> _The problem_
Reproduce the lines that follow verbatim, omitting the pictures.

┌─ Stored data

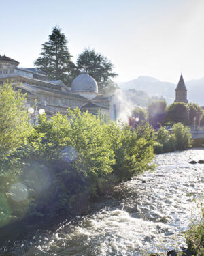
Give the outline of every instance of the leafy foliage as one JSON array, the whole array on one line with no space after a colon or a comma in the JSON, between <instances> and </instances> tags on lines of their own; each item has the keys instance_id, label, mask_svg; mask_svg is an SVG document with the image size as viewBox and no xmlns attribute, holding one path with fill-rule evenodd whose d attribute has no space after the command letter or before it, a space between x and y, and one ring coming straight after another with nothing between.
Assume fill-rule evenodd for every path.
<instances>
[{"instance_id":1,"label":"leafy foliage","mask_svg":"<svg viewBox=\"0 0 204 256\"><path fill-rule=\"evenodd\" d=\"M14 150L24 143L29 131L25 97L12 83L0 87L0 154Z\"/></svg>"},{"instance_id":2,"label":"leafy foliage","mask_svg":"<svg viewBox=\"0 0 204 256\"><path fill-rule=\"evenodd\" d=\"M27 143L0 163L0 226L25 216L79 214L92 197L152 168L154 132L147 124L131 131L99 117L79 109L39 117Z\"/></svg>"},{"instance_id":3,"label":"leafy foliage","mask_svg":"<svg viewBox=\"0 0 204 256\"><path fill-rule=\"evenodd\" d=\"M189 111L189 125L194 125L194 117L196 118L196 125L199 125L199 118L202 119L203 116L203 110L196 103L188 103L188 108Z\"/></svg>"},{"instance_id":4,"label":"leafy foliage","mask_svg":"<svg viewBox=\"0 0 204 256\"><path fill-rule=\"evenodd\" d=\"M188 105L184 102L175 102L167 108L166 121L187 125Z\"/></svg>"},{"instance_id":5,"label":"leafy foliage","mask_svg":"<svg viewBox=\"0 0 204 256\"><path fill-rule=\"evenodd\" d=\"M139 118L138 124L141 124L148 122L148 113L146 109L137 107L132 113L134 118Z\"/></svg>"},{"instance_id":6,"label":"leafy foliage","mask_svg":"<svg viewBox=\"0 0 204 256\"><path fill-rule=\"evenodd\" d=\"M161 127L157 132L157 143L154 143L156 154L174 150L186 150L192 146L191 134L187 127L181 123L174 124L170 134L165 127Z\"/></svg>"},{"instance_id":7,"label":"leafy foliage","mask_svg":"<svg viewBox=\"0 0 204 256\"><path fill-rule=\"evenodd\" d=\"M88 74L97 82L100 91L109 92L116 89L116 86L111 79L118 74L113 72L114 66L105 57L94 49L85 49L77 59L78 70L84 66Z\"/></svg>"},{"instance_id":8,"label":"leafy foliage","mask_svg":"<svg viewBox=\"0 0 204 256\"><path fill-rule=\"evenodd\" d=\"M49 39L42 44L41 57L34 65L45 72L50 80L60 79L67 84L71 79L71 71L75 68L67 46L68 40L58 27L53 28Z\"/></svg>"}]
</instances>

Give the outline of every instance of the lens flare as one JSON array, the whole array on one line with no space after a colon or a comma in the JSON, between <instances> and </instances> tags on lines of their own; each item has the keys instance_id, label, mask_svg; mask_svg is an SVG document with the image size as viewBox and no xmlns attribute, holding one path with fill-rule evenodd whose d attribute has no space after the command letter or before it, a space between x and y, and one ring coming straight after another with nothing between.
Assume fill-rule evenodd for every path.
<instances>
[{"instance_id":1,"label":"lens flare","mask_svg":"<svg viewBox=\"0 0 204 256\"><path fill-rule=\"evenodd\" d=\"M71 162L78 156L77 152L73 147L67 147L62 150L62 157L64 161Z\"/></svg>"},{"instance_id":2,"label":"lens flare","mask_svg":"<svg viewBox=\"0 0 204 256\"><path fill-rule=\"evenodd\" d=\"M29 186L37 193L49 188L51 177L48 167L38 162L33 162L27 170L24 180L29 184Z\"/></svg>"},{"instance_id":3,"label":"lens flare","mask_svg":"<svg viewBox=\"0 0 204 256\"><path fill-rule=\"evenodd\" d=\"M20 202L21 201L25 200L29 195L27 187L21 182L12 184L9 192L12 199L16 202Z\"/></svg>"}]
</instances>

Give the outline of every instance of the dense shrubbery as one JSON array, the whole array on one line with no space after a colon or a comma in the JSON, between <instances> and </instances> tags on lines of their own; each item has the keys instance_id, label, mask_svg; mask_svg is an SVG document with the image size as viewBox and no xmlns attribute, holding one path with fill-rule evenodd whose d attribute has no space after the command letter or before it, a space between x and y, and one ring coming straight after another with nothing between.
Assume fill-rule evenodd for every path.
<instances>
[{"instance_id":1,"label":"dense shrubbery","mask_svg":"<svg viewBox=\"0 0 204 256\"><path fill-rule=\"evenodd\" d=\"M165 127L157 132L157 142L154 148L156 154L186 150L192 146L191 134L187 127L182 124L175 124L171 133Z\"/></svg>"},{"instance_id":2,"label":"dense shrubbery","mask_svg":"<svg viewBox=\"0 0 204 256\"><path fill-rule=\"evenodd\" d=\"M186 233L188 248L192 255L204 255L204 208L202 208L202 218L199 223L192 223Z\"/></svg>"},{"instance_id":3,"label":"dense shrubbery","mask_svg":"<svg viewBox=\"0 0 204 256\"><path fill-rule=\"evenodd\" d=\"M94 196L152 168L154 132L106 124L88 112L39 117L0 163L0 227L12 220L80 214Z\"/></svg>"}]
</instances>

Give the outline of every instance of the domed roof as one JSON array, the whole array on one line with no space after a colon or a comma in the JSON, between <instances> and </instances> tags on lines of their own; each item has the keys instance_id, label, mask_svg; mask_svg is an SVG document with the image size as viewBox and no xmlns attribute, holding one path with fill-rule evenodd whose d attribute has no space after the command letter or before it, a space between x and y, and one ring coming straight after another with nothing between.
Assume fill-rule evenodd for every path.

└─

> _Solution to this task_
Give the outline of every instance of the leafy foliage as one JSON array, the whole array on one line with no space after a colon or a comma in the JSON, between <instances> and </instances> tags on lines of their own; each item has the keys instance_id, label, mask_svg; mask_svg is an SVG document with the image size as viewBox and no xmlns attribute, holding one path with fill-rule evenodd whose d attribute has no space after the command letter or before it, a space between x and y, and one ring coming straight after another with nothing between.
Assume fill-rule evenodd for every path.
<instances>
[{"instance_id":1,"label":"leafy foliage","mask_svg":"<svg viewBox=\"0 0 204 256\"><path fill-rule=\"evenodd\" d=\"M14 150L24 143L29 131L25 97L12 83L0 87L0 154Z\"/></svg>"},{"instance_id":2,"label":"leafy foliage","mask_svg":"<svg viewBox=\"0 0 204 256\"><path fill-rule=\"evenodd\" d=\"M27 143L0 163L0 226L25 216L79 214L92 197L152 168L154 132L147 124L131 131L99 117L79 109L39 117Z\"/></svg>"},{"instance_id":3,"label":"leafy foliage","mask_svg":"<svg viewBox=\"0 0 204 256\"><path fill-rule=\"evenodd\" d=\"M189 111L189 125L194 125L194 117L196 118L196 125L199 125L199 118L202 119L203 116L203 110L196 103L188 103L188 108Z\"/></svg>"},{"instance_id":4,"label":"leafy foliage","mask_svg":"<svg viewBox=\"0 0 204 256\"><path fill-rule=\"evenodd\" d=\"M188 105L184 102L175 102L167 108L166 121L187 125Z\"/></svg>"},{"instance_id":5,"label":"leafy foliage","mask_svg":"<svg viewBox=\"0 0 204 256\"><path fill-rule=\"evenodd\" d=\"M139 118L138 124L141 124L148 122L148 113L146 109L137 107L132 113L134 118Z\"/></svg>"},{"instance_id":6,"label":"leafy foliage","mask_svg":"<svg viewBox=\"0 0 204 256\"><path fill-rule=\"evenodd\" d=\"M161 127L157 132L157 143L154 143L156 154L174 150L186 150L192 146L191 134L187 127L181 123L174 124L170 134L165 127Z\"/></svg>"},{"instance_id":7,"label":"leafy foliage","mask_svg":"<svg viewBox=\"0 0 204 256\"><path fill-rule=\"evenodd\" d=\"M88 74L97 82L100 91L109 92L116 89L116 86L111 79L118 74L113 72L114 66L105 57L94 49L85 49L77 59L78 70L84 66Z\"/></svg>"},{"instance_id":8,"label":"leafy foliage","mask_svg":"<svg viewBox=\"0 0 204 256\"><path fill-rule=\"evenodd\" d=\"M49 39L42 44L41 57L34 65L45 72L50 80L60 79L67 84L71 79L71 71L75 68L67 46L68 40L58 27L53 28Z\"/></svg>"}]
</instances>

Give the outline of every instance of the lens flare as one JSON array, the whole array on one line with no space after a colon or a comma in the JSON, between <instances> and </instances> tags on lines of their own; each item has the keys instance_id, label, mask_svg; mask_svg is an SVG document with the image size as viewBox and no xmlns attribute, holding one path with fill-rule evenodd whose d attribute has no space after the command letter or before it, a space between x and y, and one ring coming straight after another with nothing between.
Assume fill-rule evenodd for every path.
<instances>
[{"instance_id":1,"label":"lens flare","mask_svg":"<svg viewBox=\"0 0 204 256\"><path fill-rule=\"evenodd\" d=\"M71 162L78 156L77 152L73 147L67 147L62 150L62 157L64 161Z\"/></svg>"},{"instance_id":2,"label":"lens flare","mask_svg":"<svg viewBox=\"0 0 204 256\"><path fill-rule=\"evenodd\" d=\"M29 186L37 193L49 188L51 177L48 167L38 162L33 162L27 170L24 180L29 184Z\"/></svg>"},{"instance_id":3,"label":"lens flare","mask_svg":"<svg viewBox=\"0 0 204 256\"><path fill-rule=\"evenodd\" d=\"M20 202L21 201L25 200L29 195L27 187L21 182L12 184L9 192L12 199L16 202Z\"/></svg>"}]
</instances>

Give the outline of every instance of the dense shrubbery as one JSON array, the whole array on one line with no space after a colon or a comma in the JSON, between <instances> and </instances> tags on lines of their own; each item has the keys instance_id, label, mask_svg; mask_svg is an SVG document with the image size as viewBox and no xmlns attribute, holding one path with fill-rule evenodd whose d attribute has no space after the command letter or before it, a space between x and y, and one ring coming straight after another with nothing between.
Assume fill-rule evenodd for every path.
<instances>
[{"instance_id":1,"label":"dense shrubbery","mask_svg":"<svg viewBox=\"0 0 204 256\"><path fill-rule=\"evenodd\" d=\"M165 127L157 132L157 142L154 148L156 154L186 150L192 146L191 134L187 127L182 124L175 124L171 133Z\"/></svg>"},{"instance_id":2,"label":"dense shrubbery","mask_svg":"<svg viewBox=\"0 0 204 256\"><path fill-rule=\"evenodd\" d=\"M186 233L188 248L192 255L204 255L204 208L202 208L202 218L199 223L192 223Z\"/></svg>"},{"instance_id":3,"label":"dense shrubbery","mask_svg":"<svg viewBox=\"0 0 204 256\"><path fill-rule=\"evenodd\" d=\"M94 196L152 168L154 132L106 124L88 112L39 117L0 163L0 227L12 220L80 214Z\"/></svg>"}]
</instances>

Give the outline of every instance of the domed roof as one JSON array, the whole array on one line with no space after a colon or a comma in the JSON, between <instances> and </instances> tags on lines of their own; each item has the keys instance_id, label, mask_svg; mask_svg is an SVG document with the image size as viewBox and no xmlns attribute, holding one path with fill-rule evenodd whose d attribute has no space after the command letter or before it, a space between x and y, and one ring coming straight after another with nothing between.
Assume fill-rule evenodd for every path.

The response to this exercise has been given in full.